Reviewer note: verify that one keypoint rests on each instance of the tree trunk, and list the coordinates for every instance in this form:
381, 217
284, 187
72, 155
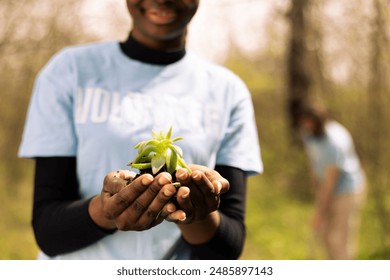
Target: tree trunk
299, 81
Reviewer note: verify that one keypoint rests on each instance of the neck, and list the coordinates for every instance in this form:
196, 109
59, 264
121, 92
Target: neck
140, 52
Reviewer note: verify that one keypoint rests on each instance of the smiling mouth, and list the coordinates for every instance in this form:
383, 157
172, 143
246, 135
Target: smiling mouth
161, 17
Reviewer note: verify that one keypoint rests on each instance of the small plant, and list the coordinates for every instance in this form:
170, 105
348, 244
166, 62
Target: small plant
159, 154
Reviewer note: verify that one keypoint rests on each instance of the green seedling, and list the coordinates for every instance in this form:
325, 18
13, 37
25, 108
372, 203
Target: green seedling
159, 154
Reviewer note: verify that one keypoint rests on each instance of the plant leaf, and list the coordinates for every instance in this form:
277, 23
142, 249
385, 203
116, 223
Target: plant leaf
171, 160
140, 166
158, 162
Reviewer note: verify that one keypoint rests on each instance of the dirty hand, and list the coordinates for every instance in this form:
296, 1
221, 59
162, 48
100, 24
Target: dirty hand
129, 203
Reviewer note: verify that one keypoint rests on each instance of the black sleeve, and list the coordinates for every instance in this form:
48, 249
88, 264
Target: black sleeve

___

→ **WHAT TO PRODUCE**
Rewrite all of the records above, replacing "Reviewer note" with "Annotator note" and leaving everything else unchanged. Omit the pictures from your version.

→ **RESPONSE BELOW**
Annotator note: verify that one keypoint rests on each instance of the tree trunk, and list the coordinates for every instance in this form:
381, 217
284, 187
72, 155
Target: tree trunk
299, 81
Annotator note: verify that one keypoint rests on each instance of the neck, and list the coordinates for every instance in this form:
196, 109
59, 264
121, 92
Target: neck
140, 52
Annotator note: verify that one keypoint rests on each instance of the smiling mouth, and list the coordinates for every instance in this form:
383, 157
172, 143
246, 135
Target: smiling mouth
161, 17
Annotator note: verify that one keypoint rests on each instance of the small plant, and list the coordinates for every instance in this form:
170, 105
348, 244
166, 62
Target: small plant
159, 154
Annotator note: verify that one keypoint rests on each instance of the green seedling, and list the coordinates for every instance in this form:
325, 18
13, 37
25, 108
372, 203
Target: green seedling
159, 154
Annotator note: verify that one keypoint rests on each instance of the plant leaf, and list the coordinates for every instance in this form:
277, 23
142, 249
385, 203
116, 223
Target: plant leaf
171, 160
140, 166
158, 162
Annotator note: verify that one keypoint rests on each instance of the dirty hand, and list the coordinates for every instance in this form:
296, 1
221, 59
162, 48
100, 24
Target: dirty hand
129, 203
Annotator note: verify that one keypoint rests on each instance of the black sleeve, and list the coordinates for every instance in this form:
48, 249
88, 264
Target: black sleeve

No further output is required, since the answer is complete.